▶ _AIM 1_:
Answer these questions from the clock troubleshooting thread:
(a) What causes the frequency at CLKOUT to be 1/8 of the clock being fed in?
(b) At what frequency was the sketch set to run before it was connected to XTAL1?
(c) What value is the horizontal scale of the logic analyser screen shot read as?
▶ _AIM 2_: Reproduce the clock troubleshooting thread from "Have you tried" up to and including "may actually work).".
▶ _AIM 3_: Write the next part of the clock troubleshooting thread, starting after its last sentence.

▶ _SUPPLIED PASSAGE_:

# # #

Referring back to the logic analyser screen shots you posted earlier, the middle one (clock connected to XTAL1 through 1.5K resistor) looks exactly as it should. The frequency at CLKOUT is 1/8 of the clock you are feeding it because you have the fuse set to use the clock prescaler. We know that the your mcu wasn't oscillating before because you were unable to detect a clock on CLKOUT, and this explains why your ICSP was unable to read the device signature.
Have you tried using your ICSP to read the fuses, with the clock configured like this?
dc42 - I set your sketch to run at 1MHz and connected it to XTAL1. Then ran "avrdude -c avrispmkII -p m328p -P usb -B250" but no-go unfortunately. I suppose I'll just inquire about getting rework done to replace the mcu and resonator.
Thanks anyways guys, I really appreciate your help. When I get the board back I'll be sure to ask on this thread what fuses to set to what values.
dc42:
Referring back to the logic analyser screen shots you posted earlier, the middle one (clock connected to XTAL1 through 1.5K resistor) looks exactly as it should.
Are you certain? I does look like a nice clean clock signal but I read that horizontal scale as 1/10 of a second.
If I'm reading it correctly, the SCK period would have to be about 1/2 of a second (which may actually work).
Good catch! I assumed that the horizontal scale of the 1st and 2nd images was the same, without looking at the figures. But how could a 1MHz signal on XTAL1 give rise to a signal of about 12Hz on CLKOUT ?

# # #

A data block:
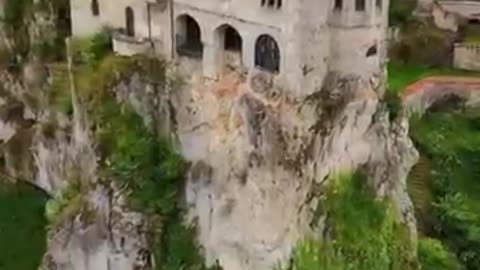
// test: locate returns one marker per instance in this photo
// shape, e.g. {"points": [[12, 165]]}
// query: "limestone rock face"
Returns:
{"points": [[259, 161], [52, 151], [259, 158]]}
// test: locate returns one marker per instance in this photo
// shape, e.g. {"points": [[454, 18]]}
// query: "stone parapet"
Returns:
{"points": [[128, 46], [467, 56]]}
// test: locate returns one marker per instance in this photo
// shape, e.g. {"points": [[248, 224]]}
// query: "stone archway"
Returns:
{"points": [[229, 44], [188, 37]]}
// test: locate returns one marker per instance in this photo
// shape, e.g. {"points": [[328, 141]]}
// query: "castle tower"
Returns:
{"points": [[358, 36]]}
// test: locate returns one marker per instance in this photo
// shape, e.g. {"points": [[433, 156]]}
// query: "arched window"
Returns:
{"points": [[272, 3], [338, 5], [232, 40], [129, 22], [360, 5], [95, 8], [267, 53], [188, 37]]}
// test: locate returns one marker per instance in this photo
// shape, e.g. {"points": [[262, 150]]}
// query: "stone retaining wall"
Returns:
{"points": [[467, 56]]}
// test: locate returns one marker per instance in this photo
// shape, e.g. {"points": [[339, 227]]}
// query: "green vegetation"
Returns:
{"points": [[134, 156], [450, 141], [364, 233], [22, 227], [400, 11], [433, 255], [402, 75]]}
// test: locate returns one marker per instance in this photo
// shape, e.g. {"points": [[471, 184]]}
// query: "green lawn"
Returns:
{"points": [[400, 76], [22, 227]]}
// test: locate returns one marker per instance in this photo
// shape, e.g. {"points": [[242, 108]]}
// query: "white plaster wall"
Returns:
{"points": [[249, 11], [83, 21], [311, 35], [113, 15], [444, 19], [161, 30], [352, 37], [210, 22], [469, 9]]}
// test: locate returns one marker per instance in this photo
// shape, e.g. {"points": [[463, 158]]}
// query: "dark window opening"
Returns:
{"points": [[474, 21], [372, 51], [338, 5], [360, 5], [129, 22], [64, 22], [95, 8], [188, 38], [233, 41], [272, 3], [267, 54]]}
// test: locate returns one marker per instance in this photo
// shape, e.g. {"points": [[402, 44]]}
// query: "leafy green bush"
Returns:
{"points": [[433, 255], [363, 230], [452, 142], [393, 103], [401, 11], [66, 204], [140, 160], [23, 235], [93, 49]]}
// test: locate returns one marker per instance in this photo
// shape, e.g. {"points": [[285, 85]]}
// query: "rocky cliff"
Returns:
{"points": [[259, 159]]}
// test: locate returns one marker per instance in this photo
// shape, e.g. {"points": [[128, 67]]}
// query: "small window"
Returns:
{"points": [[372, 51], [129, 22], [94, 7], [338, 5], [272, 3], [360, 5]]}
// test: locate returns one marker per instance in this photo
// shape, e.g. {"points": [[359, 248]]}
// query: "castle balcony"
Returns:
{"points": [[127, 45]]}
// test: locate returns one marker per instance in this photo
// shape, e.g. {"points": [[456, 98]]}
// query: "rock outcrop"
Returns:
{"points": [[260, 159]]}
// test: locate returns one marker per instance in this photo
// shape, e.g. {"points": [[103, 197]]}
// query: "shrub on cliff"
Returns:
{"points": [[363, 232], [433, 255]]}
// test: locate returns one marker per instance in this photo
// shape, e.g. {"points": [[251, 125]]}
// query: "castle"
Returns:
{"points": [[297, 42]]}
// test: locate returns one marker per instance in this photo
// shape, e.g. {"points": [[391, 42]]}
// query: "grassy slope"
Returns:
{"points": [[400, 76], [22, 227]]}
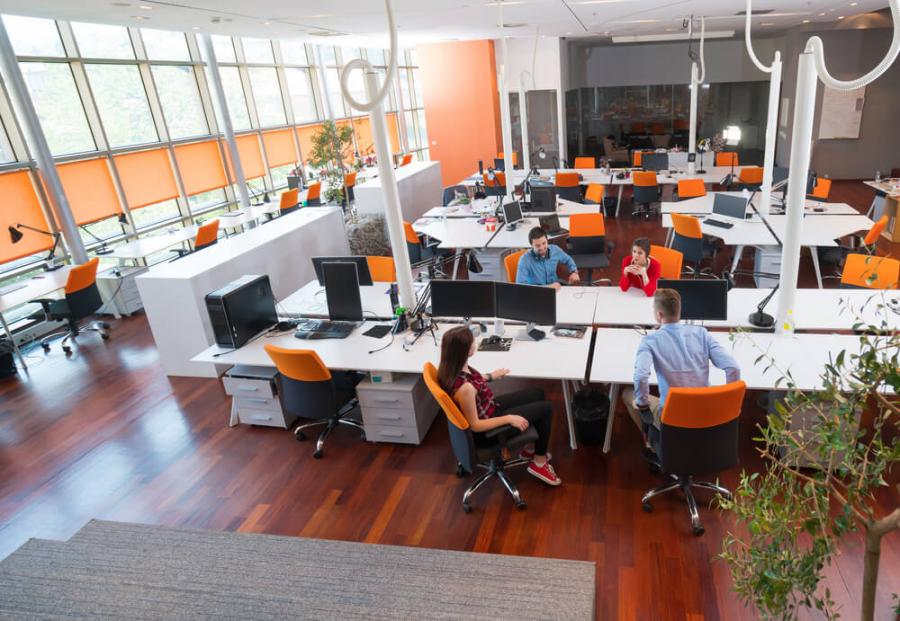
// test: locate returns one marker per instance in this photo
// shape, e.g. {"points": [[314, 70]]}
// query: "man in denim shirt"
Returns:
{"points": [[538, 265]]}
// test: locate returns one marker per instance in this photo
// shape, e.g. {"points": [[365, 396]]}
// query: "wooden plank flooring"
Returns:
{"points": [[106, 435]]}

# # #

▶ _RIGHT ANSWER 1_:
(a) The fuse is set to use the clock prescaler.
(b) 1MHz.
(c) 1/10 of a second.

▶ _RIGHT ANSWER 2_:
Have you tried using your ICSP to read the fuses, with the clock configured like this?
dc42 - I set your sketch to run at 1MHz and connected it to XTAL1. Then ran "avrdude -c avrispmkII -p m328p -P usb -B250" but no-go unfortunately. I suppose I'll just inquire about getting rework done to replace the mcu and resonator.
Thanks anyways guys, I really appreciate your help. When I get the board back I'll be sure to ask on this thread what fuses to set to what values.
dc42:
Referring back to the logic analyser screen shots you posted earlier, the middle one (clock connected to XTAL1 through 1.5K resistor) looks exactly as it should.
Are you certain? I does look like a nice clean clock signal but I read that horizontal scale as 1/10 of a second.
If I'm reading it correctly, the SCK period would have to be about 1/2 of a second (which may actually work).

▶ _RIGHT ANSWER 3_:
Aakash, are you certain that images 1 and 2 were taken with the same sketch generating the clock signal?
Note: I tried removing the void loop() and just putting on() at the end of setup() and that resulted in no clock signal being output on CKOUT. There was a clock signal being output on the source Arduino, however.
Aakash:
Note: I tried removing the void loop() and just putting on() at the end of setup() and that resulted in no clock signal being output on CKOUT. There was a clock signal being output on the source Arduino, however.
That should have been exactly the right thing to do. Try doing it again, but also reduce REQUIRED_FREQUENCY in case 1MHz is a little high, given that you have the resonator still connected and a 1.5K resistor in series with the clock signal. As the Arduino you are using to generate the clock is also 3.3V, I think you can also safely try it without the 1.5K series resistor. What you are looking for is a signal on CLKOUT at a reasonable frequency.